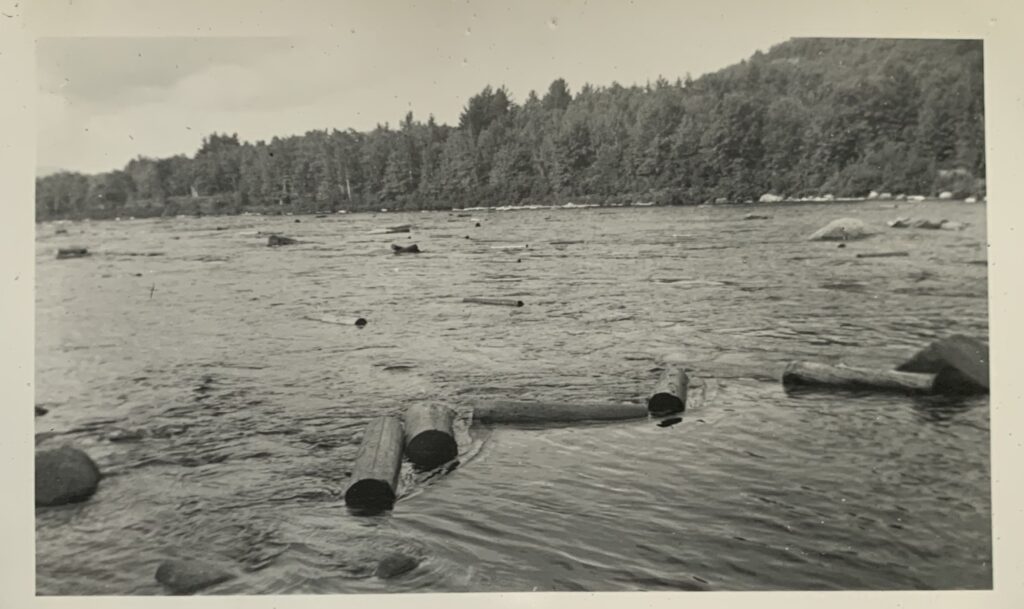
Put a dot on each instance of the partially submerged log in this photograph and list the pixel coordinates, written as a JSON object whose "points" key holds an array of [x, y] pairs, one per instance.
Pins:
{"points": [[883, 254], [811, 374], [535, 412], [65, 475], [274, 241], [73, 252], [504, 302], [669, 395], [429, 439], [842, 229], [375, 474], [960, 363], [357, 321]]}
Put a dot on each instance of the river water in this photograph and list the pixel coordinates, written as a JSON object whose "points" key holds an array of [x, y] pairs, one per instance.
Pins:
{"points": [[226, 424]]}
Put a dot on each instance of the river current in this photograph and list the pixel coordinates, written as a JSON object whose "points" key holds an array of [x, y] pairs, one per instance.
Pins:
{"points": [[180, 358]]}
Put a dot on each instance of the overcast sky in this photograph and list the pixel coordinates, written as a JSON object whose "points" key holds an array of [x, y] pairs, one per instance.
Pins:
{"points": [[105, 100]]}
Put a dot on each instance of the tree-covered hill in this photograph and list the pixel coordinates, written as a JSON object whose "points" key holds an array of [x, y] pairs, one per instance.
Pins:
{"points": [[809, 117]]}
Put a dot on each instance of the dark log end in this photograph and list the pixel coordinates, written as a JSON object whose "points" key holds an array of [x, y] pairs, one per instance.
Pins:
{"points": [[665, 403], [370, 495], [431, 448]]}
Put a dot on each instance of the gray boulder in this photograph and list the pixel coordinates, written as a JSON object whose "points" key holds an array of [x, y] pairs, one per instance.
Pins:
{"points": [[841, 230], [187, 576], [65, 475]]}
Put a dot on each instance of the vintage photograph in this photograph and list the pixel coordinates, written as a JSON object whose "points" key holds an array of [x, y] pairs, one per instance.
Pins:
{"points": [[507, 298]]}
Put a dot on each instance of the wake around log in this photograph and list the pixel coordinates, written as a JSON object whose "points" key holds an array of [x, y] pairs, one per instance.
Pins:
{"points": [[810, 374], [375, 475], [429, 439], [525, 412]]}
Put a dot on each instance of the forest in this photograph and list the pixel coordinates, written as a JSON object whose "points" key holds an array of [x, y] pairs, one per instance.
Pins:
{"points": [[809, 117]]}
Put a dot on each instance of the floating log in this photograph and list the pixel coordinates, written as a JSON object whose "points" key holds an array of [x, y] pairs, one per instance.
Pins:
{"points": [[883, 254], [670, 393], [504, 302], [274, 241], [429, 439], [358, 321], [960, 363], [807, 373], [74, 252], [375, 475], [527, 412]]}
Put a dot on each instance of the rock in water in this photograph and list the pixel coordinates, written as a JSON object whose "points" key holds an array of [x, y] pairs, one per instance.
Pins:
{"points": [[65, 475], [841, 230], [187, 576], [960, 362], [393, 565]]}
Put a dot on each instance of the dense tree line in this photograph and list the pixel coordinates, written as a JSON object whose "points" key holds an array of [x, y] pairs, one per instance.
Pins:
{"points": [[809, 117]]}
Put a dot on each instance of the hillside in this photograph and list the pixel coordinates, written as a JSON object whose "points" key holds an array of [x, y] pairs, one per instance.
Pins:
{"points": [[809, 117]]}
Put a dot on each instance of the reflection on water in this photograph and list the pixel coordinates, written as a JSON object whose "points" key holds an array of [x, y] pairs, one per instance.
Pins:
{"points": [[226, 423]]}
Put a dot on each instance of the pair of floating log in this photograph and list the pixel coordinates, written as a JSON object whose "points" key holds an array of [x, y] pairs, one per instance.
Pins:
{"points": [[426, 438], [956, 365], [668, 397], [75, 252], [503, 302]]}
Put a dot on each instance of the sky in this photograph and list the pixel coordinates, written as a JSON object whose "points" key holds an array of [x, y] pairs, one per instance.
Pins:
{"points": [[103, 100]]}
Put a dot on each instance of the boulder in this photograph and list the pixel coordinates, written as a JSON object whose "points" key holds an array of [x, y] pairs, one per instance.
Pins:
{"points": [[187, 576], [276, 240], [65, 475], [395, 564], [960, 362], [842, 229]]}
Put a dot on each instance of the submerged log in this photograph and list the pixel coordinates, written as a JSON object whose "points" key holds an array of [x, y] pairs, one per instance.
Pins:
{"points": [[74, 252], [65, 475], [532, 412], [375, 474], [883, 254], [670, 393], [504, 302], [811, 374], [429, 439], [274, 241], [357, 321], [960, 363]]}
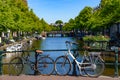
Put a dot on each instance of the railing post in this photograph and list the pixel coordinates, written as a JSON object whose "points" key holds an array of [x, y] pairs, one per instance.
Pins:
{"points": [[116, 63], [1, 62]]}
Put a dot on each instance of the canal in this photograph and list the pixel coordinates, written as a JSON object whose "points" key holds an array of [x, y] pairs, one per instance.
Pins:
{"points": [[50, 43]]}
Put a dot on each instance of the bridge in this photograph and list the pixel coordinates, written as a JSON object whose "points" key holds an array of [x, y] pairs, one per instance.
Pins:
{"points": [[60, 34]]}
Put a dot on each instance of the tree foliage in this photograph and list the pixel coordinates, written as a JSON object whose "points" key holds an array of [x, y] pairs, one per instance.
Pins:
{"points": [[16, 16]]}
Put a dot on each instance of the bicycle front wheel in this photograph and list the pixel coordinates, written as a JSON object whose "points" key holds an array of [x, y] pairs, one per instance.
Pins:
{"points": [[62, 65], [15, 66], [94, 67], [46, 65]]}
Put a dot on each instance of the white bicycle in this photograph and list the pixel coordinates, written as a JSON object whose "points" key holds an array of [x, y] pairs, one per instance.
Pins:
{"points": [[92, 64]]}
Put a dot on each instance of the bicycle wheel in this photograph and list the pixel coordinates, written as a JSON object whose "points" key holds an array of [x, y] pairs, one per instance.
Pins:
{"points": [[62, 65], [94, 67], [15, 66], [46, 65]]}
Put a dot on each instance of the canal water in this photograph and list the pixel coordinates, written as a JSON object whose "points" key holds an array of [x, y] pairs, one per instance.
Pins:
{"points": [[50, 43]]}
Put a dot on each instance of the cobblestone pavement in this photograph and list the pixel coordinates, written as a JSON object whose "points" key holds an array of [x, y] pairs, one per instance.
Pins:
{"points": [[52, 77]]}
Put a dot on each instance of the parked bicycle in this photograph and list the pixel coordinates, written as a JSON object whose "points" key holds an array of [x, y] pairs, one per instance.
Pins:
{"points": [[43, 64], [91, 64]]}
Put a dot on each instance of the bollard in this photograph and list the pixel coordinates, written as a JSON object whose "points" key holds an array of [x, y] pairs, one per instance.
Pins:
{"points": [[116, 63], [36, 57], [1, 62], [74, 73]]}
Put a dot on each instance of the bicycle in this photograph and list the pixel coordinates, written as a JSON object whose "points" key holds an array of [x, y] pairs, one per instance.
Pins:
{"points": [[91, 64], [43, 64]]}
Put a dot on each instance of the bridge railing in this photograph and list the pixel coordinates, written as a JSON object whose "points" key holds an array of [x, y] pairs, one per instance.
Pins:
{"points": [[115, 63]]}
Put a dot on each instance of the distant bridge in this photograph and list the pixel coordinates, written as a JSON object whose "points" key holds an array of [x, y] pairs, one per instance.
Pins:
{"points": [[60, 34]]}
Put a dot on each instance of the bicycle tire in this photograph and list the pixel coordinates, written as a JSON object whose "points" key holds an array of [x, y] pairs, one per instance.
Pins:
{"points": [[46, 65], [62, 65], [95, 68], [15, 66]]}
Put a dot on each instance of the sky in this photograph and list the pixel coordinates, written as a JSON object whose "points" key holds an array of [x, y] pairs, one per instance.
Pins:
{"points": [[53, 10]]}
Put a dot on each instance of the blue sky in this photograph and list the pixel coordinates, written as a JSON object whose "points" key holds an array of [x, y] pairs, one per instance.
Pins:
{"points": [[52, 10]]}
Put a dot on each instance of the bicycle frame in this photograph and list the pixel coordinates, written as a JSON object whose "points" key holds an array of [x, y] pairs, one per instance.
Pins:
{"points": [[79, 64]]}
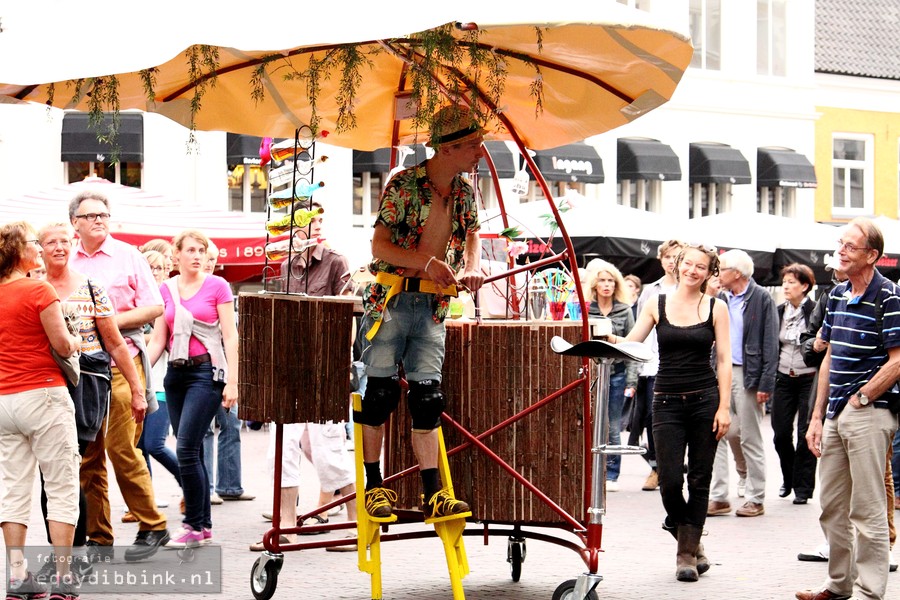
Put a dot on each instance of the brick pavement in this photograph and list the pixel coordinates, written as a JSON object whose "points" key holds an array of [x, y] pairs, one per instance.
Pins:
{"points": [[752, 558]]}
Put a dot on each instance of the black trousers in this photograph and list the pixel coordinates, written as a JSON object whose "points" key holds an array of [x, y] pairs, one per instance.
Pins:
{"points": [[789, 403]]}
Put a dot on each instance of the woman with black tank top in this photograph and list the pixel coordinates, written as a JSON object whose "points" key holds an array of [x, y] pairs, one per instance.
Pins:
{"points": [[691, 402]]}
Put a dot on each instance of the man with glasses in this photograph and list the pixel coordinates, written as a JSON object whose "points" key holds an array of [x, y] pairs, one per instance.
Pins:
{"points": [[859, 402], [126, 275], [754, 353]]}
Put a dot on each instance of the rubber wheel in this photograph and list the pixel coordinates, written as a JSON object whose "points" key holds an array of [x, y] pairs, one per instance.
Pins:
{"points": [[566, 591], [263, 581], [515, 560]]}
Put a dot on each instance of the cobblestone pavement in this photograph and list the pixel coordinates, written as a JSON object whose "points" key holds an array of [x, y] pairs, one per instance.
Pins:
{"points": [[753, 558]]}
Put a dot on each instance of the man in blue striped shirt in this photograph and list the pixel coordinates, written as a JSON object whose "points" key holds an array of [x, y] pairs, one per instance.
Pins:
{"points": [[862, 327]]}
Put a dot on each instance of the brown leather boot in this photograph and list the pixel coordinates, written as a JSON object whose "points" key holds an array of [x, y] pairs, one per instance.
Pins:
{"points": [[688, 541], [702, 560]]}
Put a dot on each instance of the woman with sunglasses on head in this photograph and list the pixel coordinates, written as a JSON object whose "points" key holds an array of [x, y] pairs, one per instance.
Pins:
{"points": [[691, 400], [793, 382]]}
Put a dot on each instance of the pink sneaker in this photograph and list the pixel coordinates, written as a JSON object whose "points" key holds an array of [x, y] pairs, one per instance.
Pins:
{"points": [[185, 537]]}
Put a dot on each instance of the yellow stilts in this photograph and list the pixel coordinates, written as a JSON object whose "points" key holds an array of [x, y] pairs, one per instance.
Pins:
{"points": [[368, 544], [449, 529]]}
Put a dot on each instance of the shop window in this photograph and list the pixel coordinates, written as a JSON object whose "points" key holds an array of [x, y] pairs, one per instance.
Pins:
{"points": [[778, 201], [642, 194], [771, 37], [247, 188], [706, 33], [710, 199], [853, 171]]}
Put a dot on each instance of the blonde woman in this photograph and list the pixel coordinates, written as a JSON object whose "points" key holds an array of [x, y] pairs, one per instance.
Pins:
{"points": [[37, 418], [609, 298], [691, 400], [199, 331]]}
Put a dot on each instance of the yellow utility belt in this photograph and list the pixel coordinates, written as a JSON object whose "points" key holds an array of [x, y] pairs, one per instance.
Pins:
{"points": [[399, 284]]}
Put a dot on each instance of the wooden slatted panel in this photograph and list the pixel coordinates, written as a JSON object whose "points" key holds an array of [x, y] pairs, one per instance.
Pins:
{"points": [[295, 354]]}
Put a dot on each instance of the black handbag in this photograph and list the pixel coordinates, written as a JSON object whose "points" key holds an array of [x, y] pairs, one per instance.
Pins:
{"points": [[91, 395]]}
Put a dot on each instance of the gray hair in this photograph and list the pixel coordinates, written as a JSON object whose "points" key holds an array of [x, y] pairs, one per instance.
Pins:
{"points": [[86, 195], [738, 260]]}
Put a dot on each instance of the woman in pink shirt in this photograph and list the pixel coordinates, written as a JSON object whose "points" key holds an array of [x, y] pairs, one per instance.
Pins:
{"points": [[199, 331]]}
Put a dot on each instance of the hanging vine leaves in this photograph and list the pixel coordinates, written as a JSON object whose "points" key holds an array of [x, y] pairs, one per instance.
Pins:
{"points": [[443, 65]]}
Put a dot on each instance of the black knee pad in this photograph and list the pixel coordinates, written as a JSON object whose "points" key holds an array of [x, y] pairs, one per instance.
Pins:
{"points": [[381, 399], [426, 403]]}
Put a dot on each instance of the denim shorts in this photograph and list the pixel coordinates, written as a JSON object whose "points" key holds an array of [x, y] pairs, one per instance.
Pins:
{"points": [[407, 334]]}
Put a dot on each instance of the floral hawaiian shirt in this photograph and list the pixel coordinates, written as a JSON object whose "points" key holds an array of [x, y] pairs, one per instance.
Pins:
{"points": [[405, 205]]}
════════════════
● **Instructions to follow**
Search the entries above for lines holding the string "railing", then report only how many there are.

● **Exercise response**
2